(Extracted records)
§

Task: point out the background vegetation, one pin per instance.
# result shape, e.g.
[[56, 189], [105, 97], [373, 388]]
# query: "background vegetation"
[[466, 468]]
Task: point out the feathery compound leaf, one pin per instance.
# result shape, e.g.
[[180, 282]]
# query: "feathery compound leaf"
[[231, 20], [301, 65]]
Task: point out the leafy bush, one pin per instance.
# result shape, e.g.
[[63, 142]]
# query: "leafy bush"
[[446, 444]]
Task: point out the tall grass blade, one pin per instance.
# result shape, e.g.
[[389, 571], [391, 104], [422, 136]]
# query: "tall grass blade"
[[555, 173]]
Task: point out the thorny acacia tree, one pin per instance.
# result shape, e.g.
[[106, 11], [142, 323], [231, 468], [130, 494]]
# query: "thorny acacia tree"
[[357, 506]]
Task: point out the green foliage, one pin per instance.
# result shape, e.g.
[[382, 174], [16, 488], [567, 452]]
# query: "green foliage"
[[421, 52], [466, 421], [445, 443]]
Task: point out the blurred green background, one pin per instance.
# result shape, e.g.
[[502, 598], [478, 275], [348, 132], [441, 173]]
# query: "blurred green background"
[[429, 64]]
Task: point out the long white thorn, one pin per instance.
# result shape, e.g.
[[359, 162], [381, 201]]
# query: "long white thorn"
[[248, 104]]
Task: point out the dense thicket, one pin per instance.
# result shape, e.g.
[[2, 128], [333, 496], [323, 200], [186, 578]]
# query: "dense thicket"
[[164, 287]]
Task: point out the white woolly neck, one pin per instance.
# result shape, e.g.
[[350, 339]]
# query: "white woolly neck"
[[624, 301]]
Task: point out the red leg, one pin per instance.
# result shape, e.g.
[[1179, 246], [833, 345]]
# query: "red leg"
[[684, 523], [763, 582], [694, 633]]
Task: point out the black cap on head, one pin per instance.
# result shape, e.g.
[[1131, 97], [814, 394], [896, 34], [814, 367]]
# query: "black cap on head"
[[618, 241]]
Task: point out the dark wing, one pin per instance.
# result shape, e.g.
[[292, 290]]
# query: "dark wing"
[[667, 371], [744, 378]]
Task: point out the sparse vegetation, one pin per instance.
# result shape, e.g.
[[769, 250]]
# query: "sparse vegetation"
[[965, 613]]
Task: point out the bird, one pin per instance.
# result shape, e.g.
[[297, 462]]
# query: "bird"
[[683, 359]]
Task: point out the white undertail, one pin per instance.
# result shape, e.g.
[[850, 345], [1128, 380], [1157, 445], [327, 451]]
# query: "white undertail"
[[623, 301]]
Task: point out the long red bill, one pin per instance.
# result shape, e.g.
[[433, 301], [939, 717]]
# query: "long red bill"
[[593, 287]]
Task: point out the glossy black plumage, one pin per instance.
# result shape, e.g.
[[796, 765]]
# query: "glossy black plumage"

§

Reproduce the listing without change, from its opening line through the line containing "[[429, 64]]", with both of those lines included.

**Exercise result**.
Task: point out the background vegetation, one pin per instance.
# result shape, e.g.
[[56, 189], [105, 97], [373, 388]]
# query: "background vegetation"
[[466, 468]]
Task: point out the feathery compound leaf, one pin per instance.
# result shape, e.g.
[[180, 282]]
# query: "feathery compound leaf"
[[231, 20], [301, 65]]
Task: point out the leafy bush, one pin per instance.
# result shape, e.g.
[[63, 142]]
# query: "leafy bush"
[[446, 444]]
Task: point out the tall grass blade, one pin per instance.
# result shape, e.g.
[[389, 571], [391, 104], [422, 136]]
# query: "tall grass blade"
[[555, 173]]
Task: point out the thorny acacia tree, one pin per instance.
# result shape, e.g.
[[106, 11], [142, 323], [231, 468], [130, 494]]
# query: "thorny acacia tree"
[[357, 506]]
Task: point out the green foliage, one pin per instance.
# result shape, e.g.
[[382, 174], [16, 488], [567, 452]]
# query: "green foliage"
[[421, 52], [466, 421], [445, 443]]
Task: point out the blurred green background, one pin per instance.
# result shape, e.g.
[[502, 598], [478, 275], [348, 132], [441, 173]]
# query: "blurred green background"
[[429, 64]]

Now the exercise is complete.